(Region pointing data)

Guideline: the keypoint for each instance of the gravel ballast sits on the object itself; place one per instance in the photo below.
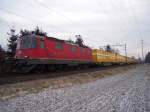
(128, 92)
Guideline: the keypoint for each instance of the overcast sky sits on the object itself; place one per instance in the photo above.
(99, 22)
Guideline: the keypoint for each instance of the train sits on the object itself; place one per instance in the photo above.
(44, 52)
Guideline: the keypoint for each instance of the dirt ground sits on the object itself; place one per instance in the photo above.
(124, 89)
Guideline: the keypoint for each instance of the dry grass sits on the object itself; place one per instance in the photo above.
(22, 88)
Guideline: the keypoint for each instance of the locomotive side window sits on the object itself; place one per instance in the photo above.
(26, 42)
(73, 48)
(33, 45)
(58, 45)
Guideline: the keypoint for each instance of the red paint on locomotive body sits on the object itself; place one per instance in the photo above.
(38, 47)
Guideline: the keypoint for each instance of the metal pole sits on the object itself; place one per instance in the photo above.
(126, 52)
(142, 51)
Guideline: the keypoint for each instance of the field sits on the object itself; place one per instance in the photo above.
(121, 89)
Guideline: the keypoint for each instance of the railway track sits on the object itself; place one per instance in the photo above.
(15, 77)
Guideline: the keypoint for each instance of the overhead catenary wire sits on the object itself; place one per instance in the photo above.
(54, 11)
(28, 18)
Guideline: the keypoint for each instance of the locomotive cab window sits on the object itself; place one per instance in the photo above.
(58, 45)
(73, 48)
(28, 41)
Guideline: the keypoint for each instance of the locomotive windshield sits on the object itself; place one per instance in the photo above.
(28, 41)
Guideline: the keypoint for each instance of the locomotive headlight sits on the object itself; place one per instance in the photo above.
(26, 56)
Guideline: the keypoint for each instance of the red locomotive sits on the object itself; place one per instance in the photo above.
(34, 50)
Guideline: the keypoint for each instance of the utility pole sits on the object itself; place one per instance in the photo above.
(125, 51)
(142, 50)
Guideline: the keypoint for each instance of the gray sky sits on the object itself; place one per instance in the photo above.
(100, 22)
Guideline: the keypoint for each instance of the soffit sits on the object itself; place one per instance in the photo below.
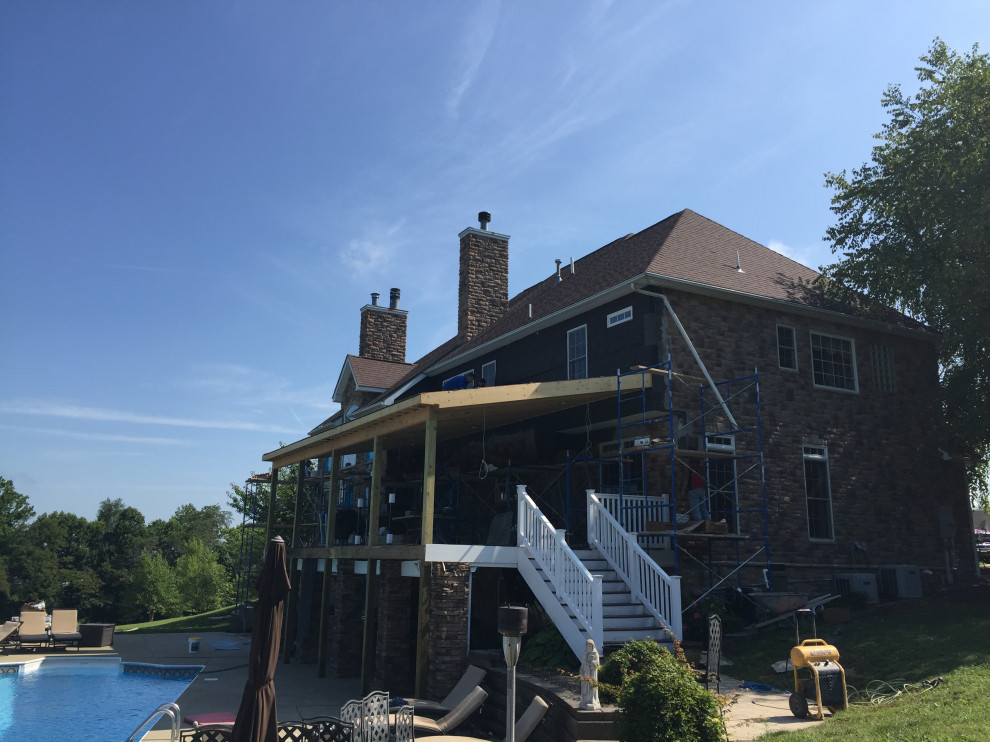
(457, 413)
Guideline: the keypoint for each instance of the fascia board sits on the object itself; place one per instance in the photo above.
(740, 297)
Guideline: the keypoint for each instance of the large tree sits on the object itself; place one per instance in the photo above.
(913, 232)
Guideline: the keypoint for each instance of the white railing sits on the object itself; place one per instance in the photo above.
(634, 511)
(648, 583)
(570, 580)
(170, 710)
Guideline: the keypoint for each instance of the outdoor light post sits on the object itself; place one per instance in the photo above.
(511, 625)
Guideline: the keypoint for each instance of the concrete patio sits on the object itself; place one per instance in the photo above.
(301, 694)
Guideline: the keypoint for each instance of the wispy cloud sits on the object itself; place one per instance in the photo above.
(249, 387)
(102, 437)
(98, 414)
(158, 269)
(474, 47)
(374, 251)
(809, 256)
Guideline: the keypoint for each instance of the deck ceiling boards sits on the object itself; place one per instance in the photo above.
(458, 413)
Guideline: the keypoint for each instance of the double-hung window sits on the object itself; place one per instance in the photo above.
(577, 353)
(488, 373)
(833, 362)
(818, 493)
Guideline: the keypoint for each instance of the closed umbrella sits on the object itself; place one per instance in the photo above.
(256, 718)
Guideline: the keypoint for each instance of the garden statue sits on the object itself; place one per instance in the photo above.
(589, 678)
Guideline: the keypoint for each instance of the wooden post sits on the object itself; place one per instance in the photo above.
(429, 476)
(429, 491)
(423, 631)
(329, 535)
(370, 627)
(300, 474)
(272, 494)
(375, 496)
(291, 607)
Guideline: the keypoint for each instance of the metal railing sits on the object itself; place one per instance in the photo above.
(166, 709)
(659, 592)
(570, 580)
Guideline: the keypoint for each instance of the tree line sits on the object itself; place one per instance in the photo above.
(118, 568)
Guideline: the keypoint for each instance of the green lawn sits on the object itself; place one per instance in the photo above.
(222, 619)
(887, 652)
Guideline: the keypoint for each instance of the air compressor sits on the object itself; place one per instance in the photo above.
(818, 677)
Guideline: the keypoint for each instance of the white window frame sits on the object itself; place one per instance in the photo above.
(793, 348)
(852, 363)
(572, 359)
(488, 373)
(617, 318)
(811, 452)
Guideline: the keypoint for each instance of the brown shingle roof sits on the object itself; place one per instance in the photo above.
(371, 373)
(685, 247)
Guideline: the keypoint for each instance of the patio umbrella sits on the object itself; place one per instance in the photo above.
(256, 718)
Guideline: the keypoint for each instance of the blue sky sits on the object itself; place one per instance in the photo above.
(196, 199)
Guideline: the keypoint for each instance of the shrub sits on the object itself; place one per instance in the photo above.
(659, 698)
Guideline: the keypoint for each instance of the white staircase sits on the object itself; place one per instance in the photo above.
(611, 592)
(623, 617)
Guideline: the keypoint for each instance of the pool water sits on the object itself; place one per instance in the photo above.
(84, 700)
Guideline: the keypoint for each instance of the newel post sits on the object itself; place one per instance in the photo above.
(597, 612)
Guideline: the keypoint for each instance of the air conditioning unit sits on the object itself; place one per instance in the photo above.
(861, 583)
(900, 581)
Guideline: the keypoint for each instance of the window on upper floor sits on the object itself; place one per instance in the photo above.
(818, 493)
(786, 348)
(883, 370)
(488, 373)
(833, 362)
(617, 318)
(577, 353)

• _Exercise details_
Copy each entry above exactly; drop the pictures.

• _Problem solution_
Guideline: the keypoint for each instance of the gravel ballast sits on the object itself; place one per instance in the photo below.
(128, 92)
Guideline: the keypoint for each instance of the overcast sky sits on the object itself; place one per instance in the photo above.
(99, 22)
Guideline: the keypoint for each instance of the train sits on the object itself; place one per instance in the photo above.
(44, 52)
Guideline: the keypoint for each instance of the dirt ground sits on the object itself; place one per instance in the photo above.
(124, 89)
Guideline: the keypoint for each instance of the dry grass sits on the object itself; place one per instance in the photo above.
(22, 88)
Guideline: the keypoint for each instance of the locomotive side window sits on the object itself; place one per instance in the photo above.
(26, 42)
(73, 48)
(33, 45)
(58, 45)
Guideline: the keypoint for each instance of the red paint on locomotive body sits on the object itself; place one per instance in the photo above.
(38, 47)
Guideline: the keypoint for each instance of the metal pole sits on the object itself; place one per instance in the photo above.
(126, 52)
(142, 51)
Guideline: the keypoint for each instance of the field sits on the object itself; place one per instance in the photo above.
(121, 89)
Guideline: the keypoint for each instance of the railway track sits on the object itself; place one per instance in the photo above.
(15, 77)
Guideline: the keypoint for each instance of the overhead catenary wire sits on the object itself; place one per instance in the photo above.
(54, 11)
(28, 18)
Guideline: the keypoint for each instance of the locomotive cab window sits on the object itself; place one per instance in the photo above.
(58, 45)
(73, 48)
(28, 41)
Guideline: the keypoint for each instance of the locomotive windshield sits on the object itself; place one per instance in the photo above.
(28, 41)
Guideline: the keypoint for each instance of the locomotive headlight sits on the object itself; place one per instance in the photo above.
(26, 56)
Guideline: the keypoint for each instance of the red locomotive sits on the object itself; place one per instance in the photo above.
(34, 50)
Guideline: the keypoint for each instance of the utility pole sits on the object itself; place one per instance in the photo above.
(125, 51)
(142, 50)
Guideline: the keypoint for each instance of the gray sky sits on the object itself; place one per instance in the photo above.
(100, 22)
Guideline: the keypoint for each instance of the soffit sits on the object itself; place one per instance in the photo below.
(457, 413)
Guideline: the keypoint for each instance of the fascia board sits on the object itself; place one per instance in the photo above.
(740, 297)
Guideline: the keypoint for each instance of the large tree sits on the object itself; place one per instance in the photo above.
(913, 232)
Guideline: the keypoint for each instance of the white railing sits on the object itself; place one per instance in the photo above.
(634, 511)
(648, 583)
(570, 580)
(170, 710)
Guideline: the keypoint for each instance of the outdoor light post sits on the object itself; place one per instance in the photo above.
(511, 625)
Guideline: the keypoint for each instance of the concrete patio sits on the object itself; place one per instance in the photo above.
(301, 694)
Guideline: the keypoint for each instance of the wispy cloud sits on the object itself; place one per instance in the photo above.
(249, 387)
(102, 437)
(98, 414)
(158, 269)
(474, 47)
(374, 251)
(809, 256)
Guideline: the keypoint for each instance of the deck ceiling boards sits on the object itself; place one per instance in the photo above.
(458, 413)
Guideline: the keypoint for each instance of the double-hung window sits on the object itself; place one per instance in the photo above.
(577, 353)
(488, 373)
(833, 362)
(818, 493)
Guideline: the keypoint for each instance of the closed umbrella sits on the object itself; place one per instance in the photo above.
(256, 718)
Guideline: the keypoint for each instance of the garden statue sits on the object itself; place one per instance in the photo above.
(589, 678)
Guideline: the keypoint for each instance of the wooden post sits on the object itself; place one per instance in the photo above.
(429, 476)
(429, 491)
(423, 631)
(329, 535)
(370, 627)
(300, 474)
(272, 494)
(375, 496)
(291, 607)
Guideline: the keypoint for each instance of the metal railing sits on the object itself; place one per instance in the photo above.
(166, 709)
(659, 592)
(570, 580)
Guideline: the keypoint for each instance of the tree line sits on the object itself; place one per instance in the photo above.
(118, 568)
Guideline: the keypoint for each instance of the green lawn sits on the object itself; place one per instance in the photo above.
(222, 619)
(887, 652)
Guideline: the keypoint for each instance of the air compressor sits on the object itself; place one per instance in the photo above.
(818, 677)
Guideline: the keypoint for each instance of the white window frame sits on the object itself; place one per instance in the photo above.
(793, 348)
(852, 363)
(572, 359)
(488, 373)
(617, 318)
(811, 452)
Guideline: the keypoint for each instance of the brown shingle roof sits on the object itself; place one per instance in the photo above.
(371, 373)
(685, 247)
Guideline: the keypoint for each instance of the patio umbrella sits on the object itself; place one per instance in the photo above.
(256, 718)
Guideline: the keypoint for each instance of the blue sky sits on the object itself; place one per instance in the photo above.
(196, 199)
Guideline: the keypoint for each instance of the shrub sits on the object itself; place one per instance in the photo above.
(659, 698)
Guideline: the keypoint for each instance of the white staircase sits on the object itself; place one per instance in the photo above.
(611, 592)
(623, 617)
Guideline: the keypoint for each instance of the pool water sits on the object itself; place one per instance in the photo above.
(84, 700)
Guideline: the keypoint for each instance of the newel post sits on the object itself; place one per instance in the photo above.
(597, 612)
Guideline: the keypoint for each instance of the air conditioning unit sits on the object itself; place one per instance in the photo above.
(861, 583)
(900, 581)
Guideline: the keypoint for each instance of the window on upper floor sits on the object itself; place one per instance in the photo above.
(818, 493)
(786, 348)
(883, 370)
(488, 373)
(833, 362)
(617, 318)
(577, 353)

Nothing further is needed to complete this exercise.